Can you transcribe every line exactly and leave the pictures behind?
□ □ □ □
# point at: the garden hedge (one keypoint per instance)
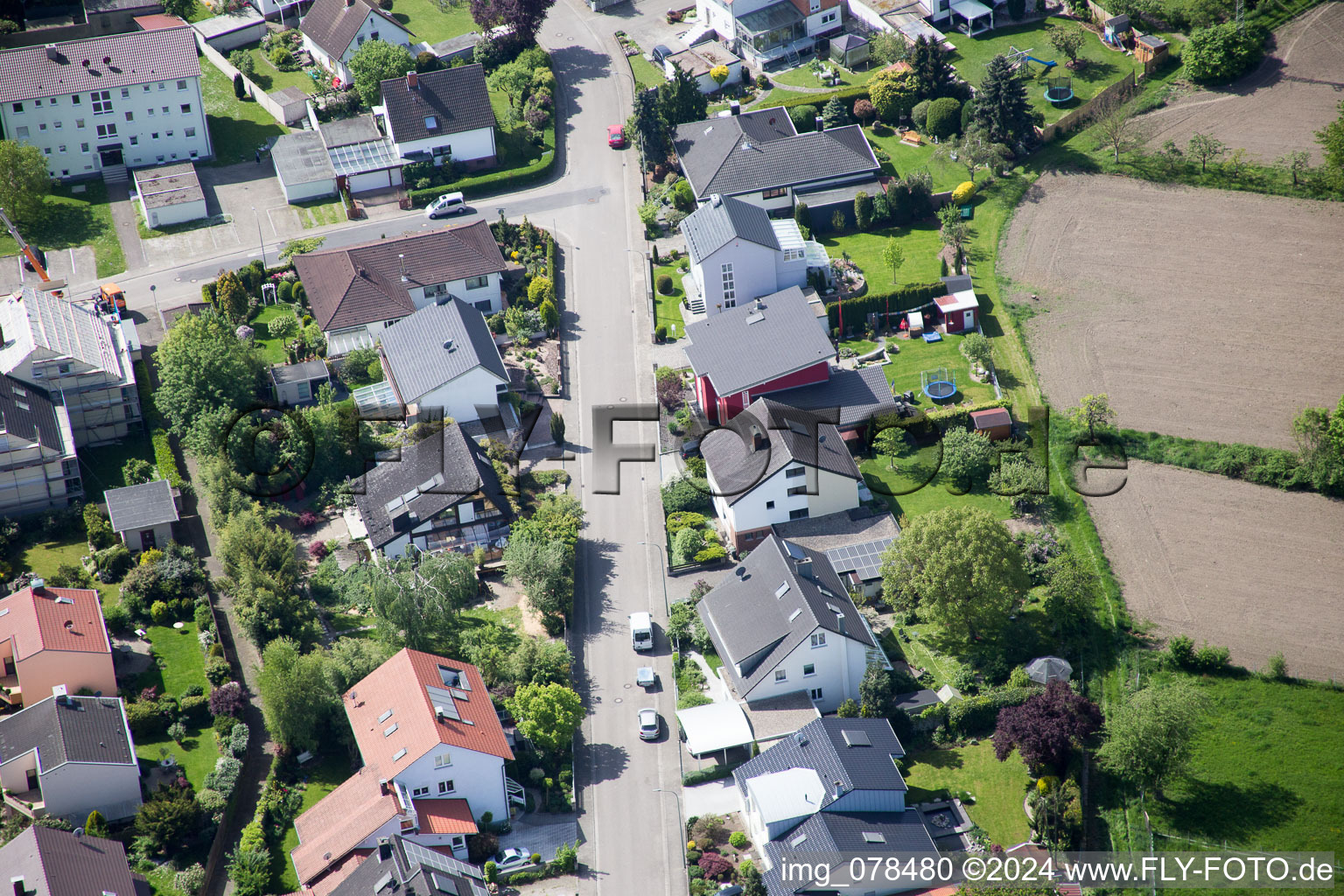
(905, 298)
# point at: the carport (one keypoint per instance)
(714, 727)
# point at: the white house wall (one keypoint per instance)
(52, 127)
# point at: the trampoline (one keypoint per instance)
(937, 384)
(1060, 89)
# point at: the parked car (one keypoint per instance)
(649, 724)
(445, 206)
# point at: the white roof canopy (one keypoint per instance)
(715, 725)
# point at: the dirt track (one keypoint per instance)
(1277, 108)
(1248, 567)
(1203, 313)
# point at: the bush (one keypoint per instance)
(944, 117)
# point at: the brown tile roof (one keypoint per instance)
(340, 821)
(361, 284)
(399, 685)
(136, 58)
(454, 98)
(333, 23)
(54, 620)
(445, 817)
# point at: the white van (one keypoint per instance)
(641, 630)
(445, 206)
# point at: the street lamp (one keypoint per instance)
(679, 817)
(667, 607)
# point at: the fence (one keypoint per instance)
(276, 110)
(1080, 116)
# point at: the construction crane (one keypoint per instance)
(32, 256)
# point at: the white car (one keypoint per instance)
(649, 724)
(445, 206)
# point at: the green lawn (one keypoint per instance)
(646, 73)
(1268, 745)
(431, 24)
(998, 788)
(1103, 66)
(237, 128)
(270, 78)
(318, 780)
(920, 242)
(72, 220)
(272, 349)
(669, 305)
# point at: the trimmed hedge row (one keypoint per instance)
(905, 298)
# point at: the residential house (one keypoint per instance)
(440, 494)
(77, 356)
(414, 870)
(45, 861)
(358, 291)
(100, 105)
(784, 624)
(773, 464)
(298, 383)
(441, 116)
(832, 790)
(39, 469)
(443, 361)
(739, 253)
(760, 158)
(852, 540)
(143, 514)
(66, 757)
(434, 755)
(767, 32)
(52, 637)
(704, 58)
(335, 30)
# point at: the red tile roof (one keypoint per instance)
(340, 821)
(445, 817)
(54, 620)
(396, 695)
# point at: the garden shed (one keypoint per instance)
(850, 50)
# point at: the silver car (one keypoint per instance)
(649, 724)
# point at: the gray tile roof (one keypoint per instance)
(761, 150)
(29, 414)
(301, 158)
(454, 98)
(80, 730)
(822, 747)
(438, 344)
(333, 23)
(756, 629)
(136, 58)
(55, 863)
(737, 462)
(858, 394)
(466, 473)
(759, 341)
(724, 220)
(140, 507)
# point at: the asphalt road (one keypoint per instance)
(632, 832)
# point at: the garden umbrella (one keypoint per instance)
(1045, 669)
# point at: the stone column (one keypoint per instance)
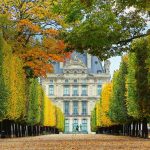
(46, 89)
(80, 107)
(88, 125)
(79, 90)
(70, 124)
(79, 123)
(71, 90)
(71, 107)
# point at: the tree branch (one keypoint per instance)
(134, 37)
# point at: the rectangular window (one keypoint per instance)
(66, 125)
(99, 88)
(51, 90)
(75, 124)
(66, 108)
(84, 90)
(66, 90)
(84, 108)
(75, 108)
(84, 125)
(75, 90)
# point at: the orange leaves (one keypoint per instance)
(38, 61)
(28, 24)
(51, 32)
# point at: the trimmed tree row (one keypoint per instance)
(124, 106)
(24, 108)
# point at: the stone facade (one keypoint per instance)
(75, 87)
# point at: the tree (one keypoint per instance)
(3, 88)
(33, 34)
(131, 84)
(118, 110)
(103, 29)
(138, 96)
(59, 119)
(33, 108)
(105, 101)
(93, 120)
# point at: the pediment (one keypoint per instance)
(75, 64)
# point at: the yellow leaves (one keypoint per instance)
(28, 24)
(49, 113)
(51, 32)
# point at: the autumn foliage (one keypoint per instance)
(23, 100)
(31, 28)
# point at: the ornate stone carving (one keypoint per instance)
(107, 66)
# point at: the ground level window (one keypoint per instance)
(84, 125)
(66, 125)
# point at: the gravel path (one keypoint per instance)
(75, 142)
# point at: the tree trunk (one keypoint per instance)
(144, 128)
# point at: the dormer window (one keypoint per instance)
(66, 81)
(51, 81)
(96, 62)
(75, 80)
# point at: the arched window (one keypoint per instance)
(84, 125)
(66, 125)
(75, 124)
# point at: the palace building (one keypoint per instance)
(75, 86)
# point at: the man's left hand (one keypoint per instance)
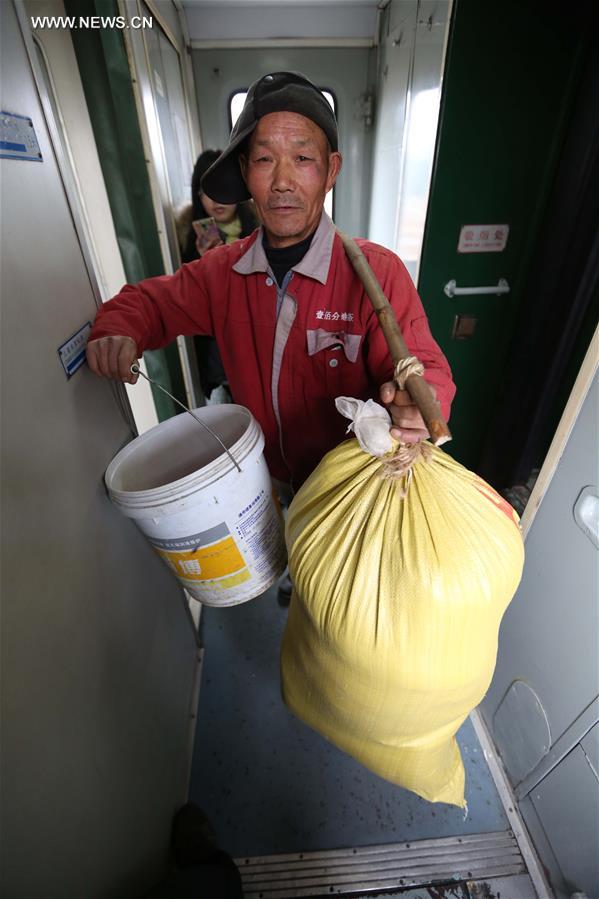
(408, 424)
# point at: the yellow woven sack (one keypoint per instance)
(392, 632)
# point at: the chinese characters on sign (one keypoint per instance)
(483, 238)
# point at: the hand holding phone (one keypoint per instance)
(208, 235)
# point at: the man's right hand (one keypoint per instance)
(112, 357)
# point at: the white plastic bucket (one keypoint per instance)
(219, 529)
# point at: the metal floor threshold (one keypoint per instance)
(393, 866)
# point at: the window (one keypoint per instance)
(235, 107)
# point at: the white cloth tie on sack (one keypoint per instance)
(370, 422)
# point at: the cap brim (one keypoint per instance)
(223, 181)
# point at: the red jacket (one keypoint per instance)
(287, 369)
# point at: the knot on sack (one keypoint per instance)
(411, 365)
(401, 462)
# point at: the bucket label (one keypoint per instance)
(201, 562)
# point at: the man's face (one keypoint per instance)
(288, 171)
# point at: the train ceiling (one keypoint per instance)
(271, 20)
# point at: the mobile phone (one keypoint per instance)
(206, 229)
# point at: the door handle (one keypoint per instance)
(452, 289)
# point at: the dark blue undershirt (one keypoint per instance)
(282, 259)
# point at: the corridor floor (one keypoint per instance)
(269, 784)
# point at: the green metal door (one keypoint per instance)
(511, 72)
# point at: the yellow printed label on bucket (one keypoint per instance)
(207, 562)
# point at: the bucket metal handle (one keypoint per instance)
(136, 370)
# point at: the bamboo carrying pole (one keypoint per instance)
(415, 384)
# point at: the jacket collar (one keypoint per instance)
(315, 264)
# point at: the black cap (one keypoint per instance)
(279, 92)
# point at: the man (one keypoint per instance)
(290, 317)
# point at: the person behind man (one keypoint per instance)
(294, 326)
(233, 220)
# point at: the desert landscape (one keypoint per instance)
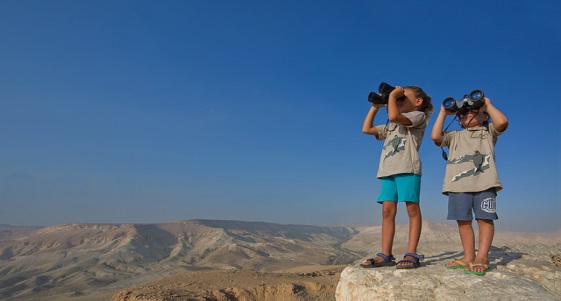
(234, 260)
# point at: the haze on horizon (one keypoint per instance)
(145, 112)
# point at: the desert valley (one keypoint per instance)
(234, 260)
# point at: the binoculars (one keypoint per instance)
(469, 102)
(384, 89)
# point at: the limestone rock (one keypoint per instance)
(513, 277)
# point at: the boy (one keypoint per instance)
(471, 180)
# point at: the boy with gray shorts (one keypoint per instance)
(471, 180)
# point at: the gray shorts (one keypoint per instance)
(482, 204)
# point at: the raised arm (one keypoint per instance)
(499, 119)
(393, 111)
(368, 125)
(437, 133)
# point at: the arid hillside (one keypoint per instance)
(200, 259)
(81, 260)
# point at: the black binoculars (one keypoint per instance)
(384, 94)
(469, 102)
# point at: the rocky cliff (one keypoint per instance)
(522, 272)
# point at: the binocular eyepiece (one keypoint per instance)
(384, 94)
(471, 101)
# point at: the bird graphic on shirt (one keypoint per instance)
(479, 160)
(396, 144)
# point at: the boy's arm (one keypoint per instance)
(499, 119)
(393, 111)
(437, 134)
(368, 125)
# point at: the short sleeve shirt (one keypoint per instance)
(471, 162)
(400, 153)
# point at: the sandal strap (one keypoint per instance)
(417, 256)
(386, 258)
□ □ □ □
Solved exercise —
# point at: the garden hedge (one keypoint per instance)
(905, 298)
# point at: the carport (one keypoint per instance)
(714, 727)
# point at: the white house wall (one keypoint per instance)
(52, 127)
# point at: the trampoline (one keypoint per instance)
(937, 384)
(1060, 89)
# point at: the parked car (one keypoint per instance)
(649, 724)
(445, 206)
# point at: the white roof canopy (one keypoint per instance)
(715, 725)
# point at: the dirt track (one keypoint per instance)
(1277, 108)
(1248, 567)
(1203, 313)
# point at: the bush (one keypoint per instance)
(944, 117)
# point at: the brown tile roof (one keypoint per instance)
(340, 821)
(361, 284)
(399, 685)
(136, 58)
(454, 98)
(333, 23)
(54, 620)
(445, 817)
# point at: the white van (one keypoint per instance)
(641, 630)
(445, 206)
# point at: the street lamp (one keypoint per instance)
(679, 817)
(667, 607)
# point at: the fence (one keypoint per instance)
(276, 110)
(1080, 116)
# point at: the construction crane (one keypoint per instance)
(32, 256)
# point at: the white car (one keypoint per instance)
(649, 724)
(445, 206)
# point at: the green lawn (one keypoint per instance)
(646, 73)
(1268, 745)
(431, 24)
(998, 788)
(1103, 66)
(237, 128)
(270, 78)
(318, 780)
(920, 242)
(72, 220)
(272, 349)
(669, 305)
# point at: the trimmed hedge row (one keypoint per instance)
(905, 298)
# point at: the residential house (one keypoint per instance)
(440, 494)
(77, 356)
(414, 870)
(45, 861)
(358, 291)
(100, 105)
(784, 624)
(773, 464)
(298, 383)
(441, 116)
(832, 790)
(39, 469)
(443, 361)
(739, 253)
(760, 158)
(852, 540)
(143, 514)
(66, 757)
(434, 755)
(767, 32)
(52, 637)
(704, 58)
(335, 30)
# point at: the red tile roof (one keypoint per instance)
(340, 821)
(445, 817)
(54, 620)
(396, 695)
# point at: the garden shed (one keypoint per instance)
(850, 50)
# point at: the silver car (one keypoint per instance)
(649, 724)
# point at: the gray tile roof (one keypoint per instance)
(761, 150)
(29, 414)
(301, 158)
(454, 98)
(80, 730)
(822, 747)
(438, 344)
(333, 23)
(756, 629)
(136, 58)
(55, 863)
(737, 462)
(858, 394)
(466, 473)
(759, 341)
(724, 220)
(140, 507)
# point at: the asphalt road (one keypoint per instance)
(632, 832)
# point at: the garden umbrella (one keypoint per instance)
(1045, 669)
# point at: the stone column (one keypoint per instance)
(46, 89)
(80, 107)
(88, 125)
(79, 90)
(70, 124)
(79, 123)
(71, 90)
(71, 107)
# point at: the tree branch (one keypoint per instance)
(134, 37)
# point at: the rectangular window (one keypoint per instance)
(66, 125)
(99, 88)
(51, 90)
(75, 124)
(66, 108)
(84, 90)
(66, 90)
(84, 108)
(75, 108)
(84, 125)
(75, 90)
# point at: the orange leaves (one keypoint per instance)
(38, 61)
(28, 24)
(51, 32)
# point at: the trimmed tree row (one keypoint per instance)
(124, 106)
(24, 108)
# point at: the stone facade (one keypoint per instance)
(75, 87)
# point at: the tree (one keypoint per instance)
(3, 88)
(33, 34)
(131, 84)
(118, 110)
(103, 29)
(138, 96)
(59, 119)
(33, 108)
(105, 101)
(93, 120)
# point at: the pediment (one keypoint per instance)
(75, 64)
# point at: the yellow leaves (one keypoint per instance)
(28, 24)
(49, 113)
(51, 32)
# point at: the autumn foliage (one keypoint per instance)
(23, 100)
(31, 28)
# point at: the ornate stone carving (one keypoint per instance)
(107, 66)
# point at: the ground level window (one keypoint per instance)
(84, 125)
(66, 125)
# point at: the gravel path (one keypoint per instance)
(75, 142)
# point at: the tree trunk (one keypoint per instance)
(144, 128)
# point at: the dormer window (one keypoint per instance)
(66, 81)
(51, 81)
(96, 62)
(75, 80)
# point at: the arched window (one keypoint per instance)
(84, 125)
(66, 125)
(75, 124)
# point at: the palace building (one keypoint per instance)
(75, 86)
# point at: the man's left hand (one keypoint per instance)
(408, 424)
# point at: the yellow woven sack (one keypoint per instance)
(392, 632)
# point at: the chinese characters on sign (one keypoint per instance)
(483, 238)
# point at: the hand holding phone (one keypoint per instance)
(208, 235)
# point at: the man's right hand (one keypoint per instance)
(112, 357)
# point at: the white plastic bucket (one keypoint per instance)
(219, 529)
# point at: the metal floor threshold (one keypoint per instance)
(393, 866)
# point at: the window (one keypoint per instance)
(235, 107)
# point at: the white cloth tie on sack (one keypoint per instance)
(370, 422)
# point at: the cap brim (one keypoint per instance)
(223, 181)
# point at: the red jacket (one keypoint per instance)
(287, 369)
# point at: the knot on sack (one keypoint per instance)
(411, 365)
(401, 462)
# point at: the bucket label (one keypoint per instance)
(201, 562)
# point at: the man's face (one keypoint per instance)
(288, 171)
# point at: the train ceiling (one keypoint per instance)
(271, 20)
# point at: the mobile phone (one keypoint per instance)
(206, 229)
# point at: the door handle (one keypoint per instance)
(452, 289)
# point at: the dark blue undershirt (one keypoint per instance)
(282, 259)
# point at: the corridor floor (one keypoint per instance)
(269, 784)
# point at: the green metal door (one keypoint per instance)
(511, 72)
# point at: the yellow printed label on bucket (one keypoint per instance)
(207, 562)
# point at: the bucket metal handle (one keypoint per instance)
(136, 370)
# point at: the bamboo carrying pole (one keypoint per instance)
(415, 384)
# point at: the jacket collar (one keypoint per instance)
(315, 264)
# point at: the black cap (one keypoint per instance)
(279, 92)
# point at: the man (one keypoint per instance)
(290, 317)
# point at: the person behind man (one keypoint per instance)
(294, 326)
(233, 220)
# point at: the desert landscape (one keypoint per instance)
(234, 260)
# point at: the haze on horizon (one keypoint per instance)
(145, 112)
# point at: the desert valley (one keypoint per instance)
(234, 260)
# point at: the binoculars (one keypoint per instance)
(469, 102)
(384, 89)
# point at: the limestone rock (one keypoint per instance)
(513, 277)
# point at: the boy (one keypoint per instance)
(471, 180)
# point at: the boy with gray shorts (one keypoint per instance)
(471, 180)
# point at: the gray shorts (one keypoint per instance)
(482, 204)
# point at: the raised arm (one keypoint per instance)
(499, 119)
(393, 111)
(368, 125)
(437, 133)
# point at: the arid hillside (one keypoint per instance)
(200, 259)
(81, 260)
# point at: the black binoculars (one keypoint per instance)
(384, 94)
(469, 102)
# point at: the rocky cliff (one keypoint per instance)
(522, 272)
# point at: the binocular eyepiece (one keypoint per instance)
(384, 94)
(471, 101)
# point at: the bird graphic on shirt (one keypoint per instance)
(479, 160)
(396, 144)
# point at: the boy's arm (one keypoint per instance)
(499, 119)
(393, 111)
(437, 134)
(368, 125)
# point at: the short sleeve shirt (one keypoint per instance)
(471, 162)
(400, 153)
# point at: the sandal strap (one keypoint per instance)
(417, 256)
(386, 258)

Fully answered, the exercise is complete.